* _TASK_:
An exact copy of every entry is what's needed, so please transcribe them all.

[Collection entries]
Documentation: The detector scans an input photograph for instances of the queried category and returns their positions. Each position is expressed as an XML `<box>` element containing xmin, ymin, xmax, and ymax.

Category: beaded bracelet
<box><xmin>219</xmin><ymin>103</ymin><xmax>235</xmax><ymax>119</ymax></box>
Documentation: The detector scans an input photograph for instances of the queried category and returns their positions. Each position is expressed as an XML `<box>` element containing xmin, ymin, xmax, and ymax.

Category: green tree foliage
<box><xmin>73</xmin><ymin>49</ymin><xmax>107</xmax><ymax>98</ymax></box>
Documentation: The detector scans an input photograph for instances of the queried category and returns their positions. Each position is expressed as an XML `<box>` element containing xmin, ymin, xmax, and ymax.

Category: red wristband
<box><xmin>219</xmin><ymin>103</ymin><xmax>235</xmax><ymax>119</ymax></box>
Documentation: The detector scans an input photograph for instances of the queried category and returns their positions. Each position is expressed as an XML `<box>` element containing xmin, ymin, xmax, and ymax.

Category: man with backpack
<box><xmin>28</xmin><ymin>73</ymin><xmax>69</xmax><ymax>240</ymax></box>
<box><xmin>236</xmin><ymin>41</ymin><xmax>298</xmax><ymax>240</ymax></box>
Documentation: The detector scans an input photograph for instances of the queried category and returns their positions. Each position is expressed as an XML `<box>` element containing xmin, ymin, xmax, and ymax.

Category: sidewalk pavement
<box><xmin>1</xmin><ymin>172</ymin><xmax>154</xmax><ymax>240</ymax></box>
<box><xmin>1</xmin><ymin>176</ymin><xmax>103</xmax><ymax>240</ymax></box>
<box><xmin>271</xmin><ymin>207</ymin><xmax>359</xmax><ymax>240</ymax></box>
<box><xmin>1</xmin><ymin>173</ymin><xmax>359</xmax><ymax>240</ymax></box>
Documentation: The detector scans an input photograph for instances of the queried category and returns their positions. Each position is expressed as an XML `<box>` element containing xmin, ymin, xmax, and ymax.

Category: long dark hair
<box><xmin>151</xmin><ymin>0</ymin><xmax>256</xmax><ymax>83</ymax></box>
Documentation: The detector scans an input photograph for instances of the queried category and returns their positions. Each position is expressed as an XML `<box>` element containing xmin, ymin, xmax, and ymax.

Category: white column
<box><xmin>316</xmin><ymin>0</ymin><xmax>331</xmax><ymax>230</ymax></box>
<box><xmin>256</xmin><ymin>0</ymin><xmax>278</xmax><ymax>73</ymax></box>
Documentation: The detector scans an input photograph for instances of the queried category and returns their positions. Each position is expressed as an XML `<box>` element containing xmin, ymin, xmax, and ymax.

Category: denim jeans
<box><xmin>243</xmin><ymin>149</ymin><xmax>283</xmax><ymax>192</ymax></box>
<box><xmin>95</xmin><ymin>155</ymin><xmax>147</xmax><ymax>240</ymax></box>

* _EXPECTED OUTPUT_:
Documentation: The detector scans an input photograph for instances of the queried category and returns their positions. Each position is expressed as an XML `<box>` element containing xmin, ymin, xmax, and ymax.

Category: beaded bracelet
<box><xmin>219</xmin><ymin>103</ymin><xmax>235</xmax><ymax>119</ymax></box>
Documentation: The detector scans an input photograph for instances of the queried category and returns their positions. Each position is expressed as an XML `<box>` element containing xmin, ymin, xmax, and ymax.

Category: green tree foliage
<box><xmin>73</xmin><ymin>49</ymin><xmax>107</xmax><ymax>98</ymax></box>
Documentation: The detector scans an input photograph for instances of the queried category and returns their positions. Each position is expressed as an XML `<box>` element containing xmin, ymin, xmax, and ymax.

Category: red wristband
<box><xmin>219</xmin><ymin>103</ymin><xmax>235</xmax><ymax>119</ymax></box>
Documentation: The detector scans an input photograph for instances of the queried category and returns their positions. Each position is expressed as an XML `<box>` element containing xmin, ymin, xmax, and ymax.

Category: man with backpack
<box><xmin>28</xmin><ymin>73</ymin><xmax>69</xmax><ymax>240</ymax></box>
<box><xmin>236</xmin><ymin>41</ymin><xmax>298</xmax><ymax>240</ymax></box>
Documentation: The detector scans an input photograph for instances of the queried category and returns their positions. Each position is expressed as an XML `<box>` element containing xmin, ymin, xmax, and ymax.

Category: sidewalk pavement
<box><xmin>1</xmin><ymin>172</ymin><xmax>154</xmax><ymax>240</ymax></box>
<box><xmin>1</xmin><ymin>176</ymin><xmax>103</xmax><ymax>240</ymax></box>
<box><xmin>271</xmin><ymin>207</ymin><xmax>359</xmax><ymax>240</ymax></box>
<box><xmin>1</xmin><ymin>173</ymin><xmax>359</xmax><ymax>240</ymax></box>
Documentation: The detector scans an input photograph for instances of the queried category and returns their positions. Each position is expressed as an XML `<box>` element containing xmin, ymin, xmax, and ymax.

Category: long dark hair
<box><xmin>151</xmin><ymin>0</ymin><xmax>256</xmax><ymax>83</ymax></box>
Documentation: The detector scans an input photograph for instances of the queried category and returns their positions. Each position is expressed as an XML `<box>` element containing xmin, ymin, xmax, and ymax.

Category: white column
<box><xmin>316</xmin><ymin>0</ymin><xmax>331</xmax><ymax>230</ymax></box>
<box><xmin>256</xmin><ymin>0</ymin><xmax>278</xmax><ymax>73</ymax></box>
Documentation: The detector scans an input photograph for instances of the queried category and returns their positions. Each position is expressed as an XML `<box>` element containing xmin, ymin, xmax, and ymax.

Category: denim jeans
<box><xmin>243</xmin><ymin>149</ymin><xmax>283</xmax><ymax>192</ymax></box>
<box><xmin>95</xmin><ymin>155</ymin><xmax>147</xmax><ymax>240</ymax></box>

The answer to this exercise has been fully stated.